>>>

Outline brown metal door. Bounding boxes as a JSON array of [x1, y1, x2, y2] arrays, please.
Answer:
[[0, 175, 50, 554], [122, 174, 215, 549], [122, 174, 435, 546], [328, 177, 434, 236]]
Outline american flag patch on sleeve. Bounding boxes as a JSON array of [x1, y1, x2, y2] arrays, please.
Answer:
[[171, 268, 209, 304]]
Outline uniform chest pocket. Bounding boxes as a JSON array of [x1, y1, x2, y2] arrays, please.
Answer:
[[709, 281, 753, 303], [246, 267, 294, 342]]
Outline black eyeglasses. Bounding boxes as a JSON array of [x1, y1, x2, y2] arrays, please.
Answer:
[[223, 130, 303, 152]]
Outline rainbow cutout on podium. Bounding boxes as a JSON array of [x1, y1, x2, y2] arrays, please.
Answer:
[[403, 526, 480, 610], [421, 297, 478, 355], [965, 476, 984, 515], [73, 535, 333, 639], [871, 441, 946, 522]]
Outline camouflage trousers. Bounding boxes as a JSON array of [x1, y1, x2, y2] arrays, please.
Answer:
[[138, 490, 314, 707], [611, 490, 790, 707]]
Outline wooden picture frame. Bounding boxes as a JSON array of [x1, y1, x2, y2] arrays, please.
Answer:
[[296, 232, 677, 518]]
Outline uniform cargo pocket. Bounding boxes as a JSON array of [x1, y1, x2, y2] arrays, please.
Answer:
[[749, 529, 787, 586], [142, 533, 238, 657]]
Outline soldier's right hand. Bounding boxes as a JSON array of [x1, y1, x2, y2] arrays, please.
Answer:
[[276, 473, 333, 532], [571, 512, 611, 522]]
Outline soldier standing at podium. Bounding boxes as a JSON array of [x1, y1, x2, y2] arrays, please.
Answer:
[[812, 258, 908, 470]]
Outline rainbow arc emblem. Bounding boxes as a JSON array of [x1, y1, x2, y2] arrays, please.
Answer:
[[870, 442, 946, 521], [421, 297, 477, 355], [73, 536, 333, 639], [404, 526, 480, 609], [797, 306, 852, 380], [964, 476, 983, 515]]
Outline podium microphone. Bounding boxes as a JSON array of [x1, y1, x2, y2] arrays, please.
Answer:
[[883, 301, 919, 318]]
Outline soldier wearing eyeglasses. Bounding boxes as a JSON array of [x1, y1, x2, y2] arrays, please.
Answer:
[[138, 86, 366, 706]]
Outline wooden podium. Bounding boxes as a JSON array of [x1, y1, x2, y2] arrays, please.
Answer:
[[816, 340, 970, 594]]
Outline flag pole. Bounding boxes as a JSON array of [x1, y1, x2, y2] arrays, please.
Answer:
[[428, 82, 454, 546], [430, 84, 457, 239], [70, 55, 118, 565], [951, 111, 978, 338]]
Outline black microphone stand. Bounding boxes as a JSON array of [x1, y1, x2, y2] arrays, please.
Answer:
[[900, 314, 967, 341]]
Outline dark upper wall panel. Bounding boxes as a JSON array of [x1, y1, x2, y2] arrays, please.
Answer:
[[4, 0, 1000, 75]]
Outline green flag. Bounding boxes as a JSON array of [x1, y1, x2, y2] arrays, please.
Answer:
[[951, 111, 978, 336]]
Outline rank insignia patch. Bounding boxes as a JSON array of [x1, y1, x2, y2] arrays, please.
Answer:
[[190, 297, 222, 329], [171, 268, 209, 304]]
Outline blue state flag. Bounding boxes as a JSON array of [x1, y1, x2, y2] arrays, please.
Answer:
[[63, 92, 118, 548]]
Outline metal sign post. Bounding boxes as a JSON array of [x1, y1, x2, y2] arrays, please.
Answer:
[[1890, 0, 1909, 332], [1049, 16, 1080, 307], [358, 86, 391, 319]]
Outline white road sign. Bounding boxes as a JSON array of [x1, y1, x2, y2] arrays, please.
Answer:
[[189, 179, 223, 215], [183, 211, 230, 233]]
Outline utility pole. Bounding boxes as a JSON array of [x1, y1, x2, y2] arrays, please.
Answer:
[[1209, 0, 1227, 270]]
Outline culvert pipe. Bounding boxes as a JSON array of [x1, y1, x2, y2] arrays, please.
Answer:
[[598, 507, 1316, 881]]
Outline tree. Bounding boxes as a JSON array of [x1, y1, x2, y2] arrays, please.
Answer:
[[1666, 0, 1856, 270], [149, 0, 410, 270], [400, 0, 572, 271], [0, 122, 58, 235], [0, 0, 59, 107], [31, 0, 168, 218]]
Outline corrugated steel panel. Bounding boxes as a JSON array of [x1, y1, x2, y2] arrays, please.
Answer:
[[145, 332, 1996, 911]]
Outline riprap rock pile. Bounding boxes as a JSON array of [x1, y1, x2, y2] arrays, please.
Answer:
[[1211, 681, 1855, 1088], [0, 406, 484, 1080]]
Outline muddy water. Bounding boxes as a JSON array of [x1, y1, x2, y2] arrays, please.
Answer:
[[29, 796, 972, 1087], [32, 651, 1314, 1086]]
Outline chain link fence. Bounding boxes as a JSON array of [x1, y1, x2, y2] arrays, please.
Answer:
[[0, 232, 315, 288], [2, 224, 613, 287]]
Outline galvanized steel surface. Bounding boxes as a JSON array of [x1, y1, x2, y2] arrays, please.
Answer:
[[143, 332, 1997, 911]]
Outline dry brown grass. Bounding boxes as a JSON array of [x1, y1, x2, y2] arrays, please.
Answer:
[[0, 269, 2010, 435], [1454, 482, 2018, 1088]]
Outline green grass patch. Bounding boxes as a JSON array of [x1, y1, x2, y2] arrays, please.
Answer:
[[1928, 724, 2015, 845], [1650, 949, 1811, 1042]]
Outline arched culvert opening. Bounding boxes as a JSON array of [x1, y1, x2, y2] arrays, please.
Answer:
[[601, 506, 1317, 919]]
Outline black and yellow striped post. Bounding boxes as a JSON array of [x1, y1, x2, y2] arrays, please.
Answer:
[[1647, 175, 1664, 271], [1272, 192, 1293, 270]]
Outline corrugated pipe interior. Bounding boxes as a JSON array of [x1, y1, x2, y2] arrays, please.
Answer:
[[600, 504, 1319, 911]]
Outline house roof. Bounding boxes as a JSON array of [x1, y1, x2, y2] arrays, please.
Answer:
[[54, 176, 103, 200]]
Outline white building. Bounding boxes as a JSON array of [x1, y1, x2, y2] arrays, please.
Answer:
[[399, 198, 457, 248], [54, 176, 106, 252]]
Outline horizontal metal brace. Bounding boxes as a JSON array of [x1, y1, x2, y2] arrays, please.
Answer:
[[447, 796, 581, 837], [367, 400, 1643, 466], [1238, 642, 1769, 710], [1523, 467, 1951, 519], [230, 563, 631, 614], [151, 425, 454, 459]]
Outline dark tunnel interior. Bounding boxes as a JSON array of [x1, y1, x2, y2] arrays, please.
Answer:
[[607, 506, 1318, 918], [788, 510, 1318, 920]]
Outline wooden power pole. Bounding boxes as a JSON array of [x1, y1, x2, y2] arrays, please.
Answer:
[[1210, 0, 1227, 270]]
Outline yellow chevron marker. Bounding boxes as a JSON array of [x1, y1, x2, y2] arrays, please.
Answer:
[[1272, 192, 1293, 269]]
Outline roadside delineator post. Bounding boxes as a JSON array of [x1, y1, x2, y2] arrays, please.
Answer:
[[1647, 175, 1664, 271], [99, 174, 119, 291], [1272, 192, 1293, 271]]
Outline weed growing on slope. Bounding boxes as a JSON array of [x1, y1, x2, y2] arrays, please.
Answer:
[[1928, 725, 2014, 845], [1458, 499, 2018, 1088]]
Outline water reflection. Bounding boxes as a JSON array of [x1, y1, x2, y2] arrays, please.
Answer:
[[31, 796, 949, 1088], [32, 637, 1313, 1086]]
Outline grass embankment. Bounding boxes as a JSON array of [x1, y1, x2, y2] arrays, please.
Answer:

<<<

Could you return the data above exactly as it stands?

▶ _Solution for this task_:
Outline brown metal door. Bounding boxes as a JSON array of [x1, y1, x2, y2] arrays, please.
Answer:
[[0, 175, 50, 554], [122, 174, 215, 549], [122, 174, 435, 546], [328, 177, 434, 236]]
Outline american flag patch on sleeve. Bounding boxes as a JSON array of [x1, y1, x2, y2] arrays, please.
Answer:
[[171, 268, 209, 304]]
Outline uniform chest pocket. Bounding boxes as a JSON array of [x1, y1, x2, y2] arrays, please.
Answer:
[[709, 281, 753, 303], [246, 267, 294, 342]]
Outline black eyeglasses. Bounding boxes as a JSON array of [x1, y1, x2, y2] arrays, please.
Answer:
[[223, 130, 303, 152]]
Outline rainbow cutout on podium. Bounding boxes as a JSON array of [x1, y1, x2, y2] arrays, please.
Answer:
[[403, 526, 480, 610], [421, 297, 478, 355], [965, 476, 984, 515], [73, 535, 333, 639], [871, 441, 946, 522]]
Outline camouflage trousers. Bounding boxes as a JSON array of [x1, y1, x2, y2] arrays, please.
Answer:
[[138, 490, 314, 707], [611, 490, 790, 707]]
Outline wooden picture frame. Bounding boxes as a JSON array of [x1, y1, x2, y2] arrays, please.
Answer:
[[296, 232, 677, 518]]
Outline uniform cargo pocket. Bounding boxes as a JSON array of [x1, y1, x2, y2] arrays, please.
Answer:
[[749, 529, 787, 586], [142, 533, 238, 657]]
Outline soldier's right hand. Bounding boxes as a JSON array of [x1, y1, x2, y2] arrays, please.
Answer:
[[276, 473, 333, 532], [571, 512, 611, 522]]
Outline soldier standing at podium. Bounding boxes as a JSON array of [x1, y1, x2, y2] arrays, please.
Answer:
[[812, 258, 908, 470]]
Outline rainbow arc emblem. Bounding boxes as a JSON array of [x1, y1, x2, y2] arrays, please.
Answer:
[[870, 442, 946, 521], [421, 297, 477, 355], [73, 536, 333, 639], [404, 526, 480, 609], [797, 306, 852, 380], [964, 476, 983, 515]]
Outline podium microphone. Bounding boxes as a JSON array of [x1, y1, x2, y2] arrays, please.
Answer:
[[883, 301, 919, 318]]
Outline soldier wearing eyeglasses. Bounding boxes as a JSON array of [x1, y1, x2, y2] arrays, please.
Answer:
[[138, 86, 366, 706]]
Outline wooden podium. Bounding boxes as a JSON array of [x1, y1, x2, y2] arrays, please.
Answer:
[[816, 340, 970, 594]]
Outline flag pole. Bounding boxes as a JSON array of [x1, y1, x2, y2] arrays, please.
Answer:
[[428, 82, 454, 546], [430, 84, 457, 239], [70, 55, 118, 565], [951, 111, 978, 338]]
Outline black microphone stand. Bounding boxes as a JSON array of [x1, y1, x2, y2] arrays, please.
Answer:
[[900, 314, 967, 341]]
Outline dark upper wall panel. Bounding boxes as a JSON array of [x1, y1, x2, y2] arrays, please.
Answer:
[[4, 0, 1000, 75]]
Outline green flag. Bounding boxes as a JSON array of [x1, y1, x2, y2] arrays, please.
Answer:
[[951, 111, 978, 336]]
Outline rank insignia patch. Bounding boxes as a JSON array of [x1, y1, x2, y2] arrays, please.
Answer:
[[190, 297, 222, 329], [171, 268, 209, 304]]
Outline blue state flag. Bounding boxes as a JSON array of [x1, y1, x2, y2] arrays, please.
Answer:
[[63, 92, 118, 548]]
Outline metal sign post. Bounding boxes as a JSON array of [x1, y1, x2, y2] arrays, please.
Answer:
[[1890, 0, 1909, 332], [1049, 16, 1080, 307], [358, 86, 391, 319]]
Outline white road sign. Bounding boxes as a JSON array of [x1, y1, x2, y2] arrays, please.
Answer:
[[189, 179, 223, 215], [183, 211, 230, 233]]
Outline utility pole. Bounding boxes as a JSON array of [x1, y1, x2, y2] arrays, please.
Answer:
[[1209, 0, 1227, 270]]
Outline culvert pipe. Bounding boxes as a JSON array of [x1, y1, x2, y2] arrays, please.
Answer:
[[598, 507, 1316, 881]]
Outline tree. Bounding boxes as a JSON array of [x1, y1, x2, y2] arrays, please.
Answer:
[[1666, 0, 1856, 270], [149, 0, 410, 270], [400, 0, 572, 271], [0, 122, 58, 235], [0, 0, 59, 107], [31, 0, 168, 218]]
Outline corrugated steel panel. Bounding boxes as a JSON array of [x1, y1, x2, y2] arrays, please.
Answer:
[[145, 332, 1996, 911]]
Outline riprap rock pile. Bounding boxes as a JSON array of [x1, y1, x2, y2] arrays, please.
Answer:
[[1211, 681, 1855, 1088], [0, 406, 484, 1080]]
Outline muddy water. Bounding boxes as a JSON array of [x1, y1, x2, y2] arrays, please.
Answer:
[[29, 796, 972, 1087], [32, 651, 1314, 1086]]
Outline chain link fence. Bounding boxes as a JSON array of [x1, y1, x2, y2] arrays, please.
Answer:
[[0, 232, 315, 288], [2, 224, 613, 287]]
Outline galvanized steel surface. Bounding boxes as a JSON array of [x1, y1, x2, y2] arrays, please.
Answer:
[[143, 332, 1997, 911]]
Outline dry brown grass. Bounding boxes as a JSON array of [x1, y1, x2, y2] arrays, please.
Answer:
[[0, 269, 2010, 435], [1454, 482, 2018, 1088]]
Outline green grass patch. Bounding boxes as a JSON array of [x1, y1, x2, y2] arrays, please.
Answer:
[[1928, 724, 2015, 845], [1650, 949, 1811, 1042]]
Outline arched culvert opening. Bounding boxes as a JSON array of [x1, y1, x2, y2] arrays, please.
Answer:
[[601, 506, 1317, 919]]
Outline black and yellow striped post. Bounding boxes as a JSON array of [x1, y1, x2, y2] arrays, please.
Answer:
[[1647, 175, 1664, 271], [1272, 192, 1293, 270]]
Outline corrugated pipe interior. Bounding boxes as a JSON array of [x1, y1, x2, y2] arrays, please.
Answer:
[[600, 504, 1319, 911]]
Outline house roof. Bounding boxes as a JSON array of [x1, y1, x2, y2] arrays, please.
Answer:
[[54, 176, 103, 200]]
Outline white building. Bounding boxes as a JSON array of [x1, y1, x2, y2] arrays, please.
Answer:
[[399, 198, 457, 248], [54, 176, 106, 252]]
Outline horizontal metal brace. Bounding boxes as a JSON array of [x1, y1, x2, y2] arrays, please.
Answer:
[[447, 796, 581, 837], [367, 400, 1643, 466], [1238, 642, 1769, 710], [1523, 467, 1951, 519], [230, 563, 631, 614], [151, 425, 454, 459]]
Outline dark tunnel interior. Bounding boxes as a JSON array of [x1, y1, x2, y2] arrays, please.
Answer:
[[607, 506, 1318, 918], [788, 510, 1318, 920]]
Outline wooden power pole. Bounding boxes as a JSON array of [x1, y1, x2, y2] arrays, please.
Answer:
[[1210, 0, 1227, 270]]
Outline yellow chevron marker. Bounding boxes as a JSON array of [x1, y1, x2, y2] arrays, please.
Answer:
[[1272, 192, 1293, 269]]
Outline roadside delineator post. Bounding boxes as a JSON array of [x1, y1, x2, y2] arrays, please.
Answer:
[[1647, 175, 1664, 271], [99, 174, 119, 291], [1272, 192, 1293, 271]]
Outline weed growing on slope. Bounding boxes as a JSON array of [x1, y1, x2, y2] arrays, please.
Answer:
[[1928, 725, 2014, 845], [1458, 499, 2018, 1088]]
Outline water reflection. Bounding boxes as a JSON array of [x1, y1, x2, y2] arrays, please.
Answer:
[[31, 796, 949, 1088], [32, 637, 1313, 1086]]
Outline grass embankment. Bounding boxes as a JSON array of [x1, y1, x2, y2] arrays, please.
Answer:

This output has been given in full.